[[ Given data open ]]

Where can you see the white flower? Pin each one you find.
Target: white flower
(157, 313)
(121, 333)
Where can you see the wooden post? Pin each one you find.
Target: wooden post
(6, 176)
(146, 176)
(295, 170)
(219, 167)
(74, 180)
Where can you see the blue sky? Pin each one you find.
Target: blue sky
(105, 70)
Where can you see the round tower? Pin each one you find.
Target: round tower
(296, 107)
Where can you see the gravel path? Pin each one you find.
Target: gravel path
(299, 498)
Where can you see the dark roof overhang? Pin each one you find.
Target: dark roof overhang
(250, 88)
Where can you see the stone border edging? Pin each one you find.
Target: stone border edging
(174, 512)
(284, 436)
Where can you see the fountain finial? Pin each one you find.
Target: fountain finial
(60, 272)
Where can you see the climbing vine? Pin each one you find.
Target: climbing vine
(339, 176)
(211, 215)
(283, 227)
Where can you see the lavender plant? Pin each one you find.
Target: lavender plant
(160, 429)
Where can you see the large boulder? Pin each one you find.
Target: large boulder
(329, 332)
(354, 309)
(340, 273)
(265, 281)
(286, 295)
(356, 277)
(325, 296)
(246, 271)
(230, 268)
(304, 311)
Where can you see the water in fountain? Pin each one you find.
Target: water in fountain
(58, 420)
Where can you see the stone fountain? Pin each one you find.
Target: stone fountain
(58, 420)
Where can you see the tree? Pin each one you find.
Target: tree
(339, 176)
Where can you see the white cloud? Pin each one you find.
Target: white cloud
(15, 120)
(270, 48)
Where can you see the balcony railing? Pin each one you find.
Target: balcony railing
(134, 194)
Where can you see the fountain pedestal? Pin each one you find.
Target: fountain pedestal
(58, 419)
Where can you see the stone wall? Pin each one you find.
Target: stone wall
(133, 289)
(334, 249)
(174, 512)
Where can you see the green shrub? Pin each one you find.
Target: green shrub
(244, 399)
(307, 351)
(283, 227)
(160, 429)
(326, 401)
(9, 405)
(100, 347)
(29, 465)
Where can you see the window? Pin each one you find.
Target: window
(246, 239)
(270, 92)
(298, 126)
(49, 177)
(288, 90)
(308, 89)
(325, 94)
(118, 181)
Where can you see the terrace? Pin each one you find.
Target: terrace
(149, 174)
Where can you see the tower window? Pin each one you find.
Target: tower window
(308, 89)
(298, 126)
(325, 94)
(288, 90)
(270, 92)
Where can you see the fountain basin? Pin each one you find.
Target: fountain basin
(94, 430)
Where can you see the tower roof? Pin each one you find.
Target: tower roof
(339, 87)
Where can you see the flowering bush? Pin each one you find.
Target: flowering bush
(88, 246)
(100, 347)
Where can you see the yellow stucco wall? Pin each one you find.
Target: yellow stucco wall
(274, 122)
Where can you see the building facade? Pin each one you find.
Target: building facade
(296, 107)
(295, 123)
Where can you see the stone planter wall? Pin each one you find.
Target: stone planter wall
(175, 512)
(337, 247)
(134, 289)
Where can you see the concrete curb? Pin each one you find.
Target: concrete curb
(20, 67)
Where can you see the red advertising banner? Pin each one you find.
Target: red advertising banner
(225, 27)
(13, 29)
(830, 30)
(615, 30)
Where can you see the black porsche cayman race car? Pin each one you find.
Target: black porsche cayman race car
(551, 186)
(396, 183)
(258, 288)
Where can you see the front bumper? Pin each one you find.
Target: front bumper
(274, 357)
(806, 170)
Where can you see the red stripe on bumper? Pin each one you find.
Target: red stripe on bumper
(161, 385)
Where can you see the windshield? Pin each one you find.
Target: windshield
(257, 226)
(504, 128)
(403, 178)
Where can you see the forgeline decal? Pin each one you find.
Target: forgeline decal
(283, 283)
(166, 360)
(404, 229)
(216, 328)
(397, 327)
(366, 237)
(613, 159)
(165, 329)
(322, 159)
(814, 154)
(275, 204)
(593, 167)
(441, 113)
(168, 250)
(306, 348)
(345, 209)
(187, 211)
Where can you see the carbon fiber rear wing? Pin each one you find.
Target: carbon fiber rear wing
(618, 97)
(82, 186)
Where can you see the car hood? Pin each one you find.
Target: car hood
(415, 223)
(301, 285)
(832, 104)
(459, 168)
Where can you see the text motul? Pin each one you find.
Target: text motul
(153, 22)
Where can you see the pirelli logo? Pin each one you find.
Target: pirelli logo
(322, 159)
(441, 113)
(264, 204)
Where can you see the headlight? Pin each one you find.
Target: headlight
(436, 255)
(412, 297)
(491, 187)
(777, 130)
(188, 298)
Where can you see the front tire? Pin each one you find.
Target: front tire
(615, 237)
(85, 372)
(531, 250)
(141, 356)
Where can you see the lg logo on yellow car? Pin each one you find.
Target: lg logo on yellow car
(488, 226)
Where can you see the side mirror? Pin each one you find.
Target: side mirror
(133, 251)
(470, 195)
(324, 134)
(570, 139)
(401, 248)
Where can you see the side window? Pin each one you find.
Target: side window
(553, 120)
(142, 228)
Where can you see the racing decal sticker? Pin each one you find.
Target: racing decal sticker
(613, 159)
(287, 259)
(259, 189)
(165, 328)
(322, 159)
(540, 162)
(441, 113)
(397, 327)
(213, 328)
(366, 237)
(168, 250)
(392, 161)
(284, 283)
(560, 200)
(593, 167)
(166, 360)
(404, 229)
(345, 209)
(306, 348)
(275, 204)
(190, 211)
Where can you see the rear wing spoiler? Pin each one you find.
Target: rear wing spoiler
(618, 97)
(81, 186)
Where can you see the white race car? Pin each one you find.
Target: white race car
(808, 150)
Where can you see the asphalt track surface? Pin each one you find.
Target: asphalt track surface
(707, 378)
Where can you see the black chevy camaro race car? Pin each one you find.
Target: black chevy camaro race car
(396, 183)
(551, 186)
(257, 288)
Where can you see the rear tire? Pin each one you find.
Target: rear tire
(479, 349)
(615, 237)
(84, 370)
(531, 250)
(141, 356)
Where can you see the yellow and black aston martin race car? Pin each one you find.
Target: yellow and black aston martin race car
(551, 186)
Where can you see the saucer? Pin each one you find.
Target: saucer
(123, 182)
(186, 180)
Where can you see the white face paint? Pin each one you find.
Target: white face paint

[[ Given data closed ]]

* **Problem**
Output exactly one stretch of the listing: from the line containing "Where can you see the asphalt" through the line containing "Where can you see the rear tire?", both end lines included.

* **Response to this task**
Where can you see the asphalt track surface? Pin each one you find.
Target: asphalt track surface
(707, 378)
Where can you see the black chevy camaro race car? Pin each one you find.
Target: black chevy camaro race car
(396, 183)
(551, 186)
(257, 288)
Where can you see the rear tire? Pin each one you find.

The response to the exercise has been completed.